Merindukan
Sang Pemimpin
Bambang Widodo Umar ; Guru Besar Sosiologi Hukum
Fakultas Ilmu Sosial dan Ilmu Politik Universitas Indonesia; Pengamat
Kepolisian
|
KOMPAS,
31 Desember 2013
DAHULU, Erich von DÄniken,
seorang ahli kosmologi, menganggap kesatria-kesatria Nazca dan Palenque
merupakan astronot-astronot dunia luar yang tersesat ke Bumi dan lama-lama
berkurang serta akhirnya musnah.
DÄniken tampaknya hendak memberi
tahu kita, pada zaman dahulu saja jumlah kesatria atau pemimpin di dunia ini
sudah berkurang, apalagi masa kini. Sayangnya kita kurang menyadari hal itu,
hingga pada akhirnya kita sadar tiba-tiba kesatria atau pemimpin itu sudah
tidak ada lagi.
Di negeri ini, pemimpin mungkin
masih ada, tetapi yang muncul tampaknya mengalami krisis karena erosi
”tanggung jawab”. Figur yang semula tampak seperti pemimpin penuh tanggung
jawab ternyata setelah menduduki jabatan malah jadi ”pelempar tanggung
jawab”. Penyakit kepemimpinan yang sangat berbahaya karena ia bukannya
menjadi trouble solver, melainkan justru trouble maker.
Misalnya, kita belum pernah
mendengar ada pemimpin yang berani meletakkan jabatan karena salah mengambil
kebijakan atau salah dalam memberikan perintah sehingga berakibat fatal dalam
kehidupan masyarakat. Oleh karena itu, benar yang dikatakan Pramoedya Ananta
Toer: ”Bagaimana pemimpinnya, begitulah suatu bangsa.” Dan, bangsa ini
ternyata surplus pembesar, tetapi defisit pemimpin.
Saya kira itulah yang membuat masyarakat
merasa tak berdaya, bahkan sebagian frustrasi. Setiap malam banyak saudara
kita yang menangisi ketidakadilan yang menimpa dirinya. Mereka berlari ke
berbagai arah, berjalan menurut jejak kaki, mungkin seraya berurai air mata,
tetapi keadilan tetap saja tak tersua. Di mana pemimpin itu?
Sementara sejumlah masalah
(sosial, politik, hukum, budaya, dan ekonomi) bersilang sengkarut mencipta
konflik. Perilaku busuk dan kotor makin biasa dan umum, korupsi kian
sistemik. Mafia terselubung kian berjaya menggerogoti pembangunan dan
merecoki pengambilan kebijakan. Di luar itu, batas negara seolah tak terjaga.
Negara tetangga, yang dulu sungkan, segan, dan penuh hormat, kini tanpa takut
dan gegabah memindahkan patok-patok batas negara dan menyadap kerahasiaan kita.
Kedaulatan seperti kusen kayu lapuk oleh rayap kekuasaan yang menggerogoti
bangsanya sendiri.
Semua masalah itu, mau tak mau
mengikis rasa percaya masyarakat atas kapasitas dan kapabilitas negara serta
pemimpinnya. Peringatan yang dilontarkan rakyat tidak digubris, malah
dicurigai, dicemooh, dan disepelekan. Bencana sebagai azab tak dihiraukan
atau dijadikan peringatan. Bebalkah mereka?

_CATATAN TERSIMPAN:_
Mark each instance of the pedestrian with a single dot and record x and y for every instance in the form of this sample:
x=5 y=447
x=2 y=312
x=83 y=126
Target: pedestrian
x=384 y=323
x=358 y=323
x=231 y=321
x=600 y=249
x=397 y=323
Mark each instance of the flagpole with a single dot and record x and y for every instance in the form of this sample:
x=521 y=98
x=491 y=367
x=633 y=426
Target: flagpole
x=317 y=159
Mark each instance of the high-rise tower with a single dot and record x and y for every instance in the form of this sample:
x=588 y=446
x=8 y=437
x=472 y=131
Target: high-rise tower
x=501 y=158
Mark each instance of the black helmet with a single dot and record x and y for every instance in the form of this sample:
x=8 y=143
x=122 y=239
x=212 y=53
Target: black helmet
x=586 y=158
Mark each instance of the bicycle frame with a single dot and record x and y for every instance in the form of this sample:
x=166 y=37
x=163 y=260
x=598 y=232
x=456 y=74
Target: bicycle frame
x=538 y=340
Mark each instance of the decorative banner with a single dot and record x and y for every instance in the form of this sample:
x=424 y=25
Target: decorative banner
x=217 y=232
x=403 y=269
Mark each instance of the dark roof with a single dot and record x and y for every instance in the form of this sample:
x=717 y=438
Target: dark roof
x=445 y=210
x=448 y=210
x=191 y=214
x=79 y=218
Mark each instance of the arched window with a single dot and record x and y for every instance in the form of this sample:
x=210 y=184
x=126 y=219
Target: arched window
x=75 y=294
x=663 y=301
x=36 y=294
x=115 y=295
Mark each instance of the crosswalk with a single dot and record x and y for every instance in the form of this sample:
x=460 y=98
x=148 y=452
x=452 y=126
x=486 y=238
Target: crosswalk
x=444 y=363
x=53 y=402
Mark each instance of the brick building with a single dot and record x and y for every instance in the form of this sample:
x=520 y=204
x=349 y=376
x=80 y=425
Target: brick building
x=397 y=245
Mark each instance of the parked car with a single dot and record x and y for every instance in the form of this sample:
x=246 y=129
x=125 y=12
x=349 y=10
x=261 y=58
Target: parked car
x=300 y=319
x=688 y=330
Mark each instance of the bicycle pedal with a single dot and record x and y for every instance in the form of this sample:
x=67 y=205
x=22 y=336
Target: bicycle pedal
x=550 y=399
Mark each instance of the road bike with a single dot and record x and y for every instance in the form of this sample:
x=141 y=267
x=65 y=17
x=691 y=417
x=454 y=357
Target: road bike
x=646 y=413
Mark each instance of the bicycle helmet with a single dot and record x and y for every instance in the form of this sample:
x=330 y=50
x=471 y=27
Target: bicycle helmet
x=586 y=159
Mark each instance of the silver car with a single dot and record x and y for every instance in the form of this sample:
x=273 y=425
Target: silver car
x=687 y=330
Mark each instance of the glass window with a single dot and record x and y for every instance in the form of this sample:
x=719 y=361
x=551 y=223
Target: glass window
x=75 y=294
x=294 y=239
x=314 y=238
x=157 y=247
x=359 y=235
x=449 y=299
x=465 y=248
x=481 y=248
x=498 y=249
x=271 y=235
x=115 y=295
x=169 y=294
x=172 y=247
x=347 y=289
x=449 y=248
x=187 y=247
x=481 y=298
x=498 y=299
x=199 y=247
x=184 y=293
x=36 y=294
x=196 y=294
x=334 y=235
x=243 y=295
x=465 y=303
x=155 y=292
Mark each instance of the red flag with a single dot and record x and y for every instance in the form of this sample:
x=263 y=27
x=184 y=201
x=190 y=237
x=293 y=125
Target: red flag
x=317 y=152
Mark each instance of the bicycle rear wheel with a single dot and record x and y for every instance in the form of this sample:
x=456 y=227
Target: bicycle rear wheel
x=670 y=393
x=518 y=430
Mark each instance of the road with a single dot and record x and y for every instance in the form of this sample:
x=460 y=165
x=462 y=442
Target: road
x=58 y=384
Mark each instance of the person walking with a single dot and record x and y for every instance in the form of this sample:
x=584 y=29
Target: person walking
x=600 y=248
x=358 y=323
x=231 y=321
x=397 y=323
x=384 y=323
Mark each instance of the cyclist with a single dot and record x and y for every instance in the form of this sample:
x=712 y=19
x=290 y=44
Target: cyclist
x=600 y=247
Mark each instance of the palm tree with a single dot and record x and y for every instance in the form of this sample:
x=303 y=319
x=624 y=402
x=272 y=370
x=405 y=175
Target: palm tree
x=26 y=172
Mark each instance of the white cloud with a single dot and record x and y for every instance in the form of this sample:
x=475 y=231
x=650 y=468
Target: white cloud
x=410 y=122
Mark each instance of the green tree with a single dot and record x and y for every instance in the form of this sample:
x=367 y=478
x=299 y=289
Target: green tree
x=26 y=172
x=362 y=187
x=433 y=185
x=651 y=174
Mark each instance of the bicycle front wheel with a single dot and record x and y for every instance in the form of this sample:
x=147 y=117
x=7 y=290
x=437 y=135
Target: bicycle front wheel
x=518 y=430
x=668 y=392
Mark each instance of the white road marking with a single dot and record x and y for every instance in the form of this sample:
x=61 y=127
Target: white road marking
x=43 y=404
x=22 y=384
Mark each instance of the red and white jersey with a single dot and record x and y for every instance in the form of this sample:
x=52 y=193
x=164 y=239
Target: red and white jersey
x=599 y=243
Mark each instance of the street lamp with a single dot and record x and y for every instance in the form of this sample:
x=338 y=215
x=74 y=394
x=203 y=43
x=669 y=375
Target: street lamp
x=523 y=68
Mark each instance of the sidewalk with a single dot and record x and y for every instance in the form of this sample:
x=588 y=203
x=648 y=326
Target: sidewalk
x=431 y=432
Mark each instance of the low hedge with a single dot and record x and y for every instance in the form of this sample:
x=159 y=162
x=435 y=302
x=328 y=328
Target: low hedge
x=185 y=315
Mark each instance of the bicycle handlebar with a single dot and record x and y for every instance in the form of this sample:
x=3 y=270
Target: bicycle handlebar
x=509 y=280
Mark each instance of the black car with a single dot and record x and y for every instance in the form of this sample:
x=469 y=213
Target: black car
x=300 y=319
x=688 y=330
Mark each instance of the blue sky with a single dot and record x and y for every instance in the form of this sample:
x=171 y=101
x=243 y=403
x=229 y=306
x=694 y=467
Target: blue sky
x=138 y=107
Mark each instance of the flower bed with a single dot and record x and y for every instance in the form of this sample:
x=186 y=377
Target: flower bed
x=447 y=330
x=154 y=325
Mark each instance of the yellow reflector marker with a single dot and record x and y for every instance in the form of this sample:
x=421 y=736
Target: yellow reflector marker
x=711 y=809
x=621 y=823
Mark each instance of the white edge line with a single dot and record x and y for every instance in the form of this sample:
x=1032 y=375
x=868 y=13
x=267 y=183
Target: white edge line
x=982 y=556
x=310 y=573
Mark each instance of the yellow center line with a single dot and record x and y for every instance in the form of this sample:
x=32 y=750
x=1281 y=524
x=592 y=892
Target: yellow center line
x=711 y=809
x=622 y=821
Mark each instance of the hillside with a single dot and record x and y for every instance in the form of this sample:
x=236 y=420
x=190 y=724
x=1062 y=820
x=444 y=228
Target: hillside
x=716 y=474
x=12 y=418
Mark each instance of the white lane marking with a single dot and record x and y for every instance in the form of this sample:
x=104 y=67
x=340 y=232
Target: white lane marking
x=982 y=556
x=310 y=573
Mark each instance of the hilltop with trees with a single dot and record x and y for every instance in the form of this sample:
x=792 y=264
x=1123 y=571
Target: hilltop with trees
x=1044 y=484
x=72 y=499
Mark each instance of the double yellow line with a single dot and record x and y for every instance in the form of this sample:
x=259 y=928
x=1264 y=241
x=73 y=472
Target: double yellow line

_DAFTAR SOAL:_
(a) Tambahkan 5 pada setiap angka koordinat di jawaban catatan (bukan pada contoh format di dalam permintaan), lalu tulis kembali semua baris catatan dari awal catatan hingga baris yang memuat "x=538 y=340", termasuk permintaannya.
(b) Lanjutkan esai tentang krisis kepemimpinan itu mulai dari kalimat terakhir yang ditampilkan.

_JAWABAN PER SOAL:_
(a)
Mark each instance of the pedestrian with a single dot and record x and y for every instance in the form of this sample:
x=5 y=447
x=2 y=312
x=83 y=126
Target: pedestrian
x=389 y=328
x=363 y=328
x=236 y=326
x=605 y=254
x=402 y=328
Mark each instance of the flagpole with a single dot and record x and y for every instance in the form of this sample:
x=521 y=98
x=491 y=367
x=633 y=426
Target: flagpole
x=322 y=164
Mark each instance of the high-rise tower with a single dot and record x and y for every instance in the form of this sample:
x=588 y=446
x=8 y=437
x=472 y=131
Target: high-rise tower
x=506 y=163
Mark each instance of the black helmet with a single dot and record x and y for every instance in the form of this sample:
x=8 y=143
x=122 y=239
x=212 y=53
Target: black helmet
x=591 y=163
Mark each instance of the bicycle frame with a single dot and record x and y for every instance in the form of this sample:
x=166 y=37
x=163 y=260
x=598 y=232
x=456 y=74
Target: bicycle frame
x=543 y=345

(b)
Masalah yang timbul saat ini makin
kompleks dan rumit. Oleh karena itu, cara-cara tradisional yang digunakan
untuk mengatasi tidak sesuai lagi. Realitas kontemporer bangsa ini kian
runyam, tradisi dan kegotongroyongan sebagai salah satu nilai utamanya
berantakan.
Di sinilah sesungguhnya masyarakat
atau satu bangsa memerlukan kehadiran seorang yang berani, akrab, lekat dengan
emosi, bertanggung jawab, mau berkorban, melindungi, mau berbagi susah dan
senang, punya keteladanan paripurna, serta bisa membangkitkan semangat untuk
bersama-sama memperbaiki nasib bangsanya. Seseorang yang pantas menjadi
”pemimpin”.
Sang pemimpin
Hampir setiap bangsa di dunia ini
memiliki seseorang sebagai pemimpin bangsanya. Mahatma Gandhi merupakan
seseorang buat India, pemimpin yang lahir di tengah kesengsaraan bangsanya.
Ketajaman hati dan pikirannya mampu menerjemahkan arti-arti tak terbatas sebagai
Juru Selamat. Winston Churchill merupakan seseorang buat bangsa Inggris. Ia
bangsawan brilian, mudah naik darah, tetapi selalu melindungi bangsanya
selama Perang Dunia Kedua. Demikian pula George Washington bagi Amerika
Serikat, Charles de Gaulle bagi Perancis, Deng Xiaoping bagi rakyat China,
atau Ho Chi Minh bagi bangsa Vietnam, dan tentu Nelson Mandela bagi rakyat
Afrika Selatan, Afrika, bahkan dunia.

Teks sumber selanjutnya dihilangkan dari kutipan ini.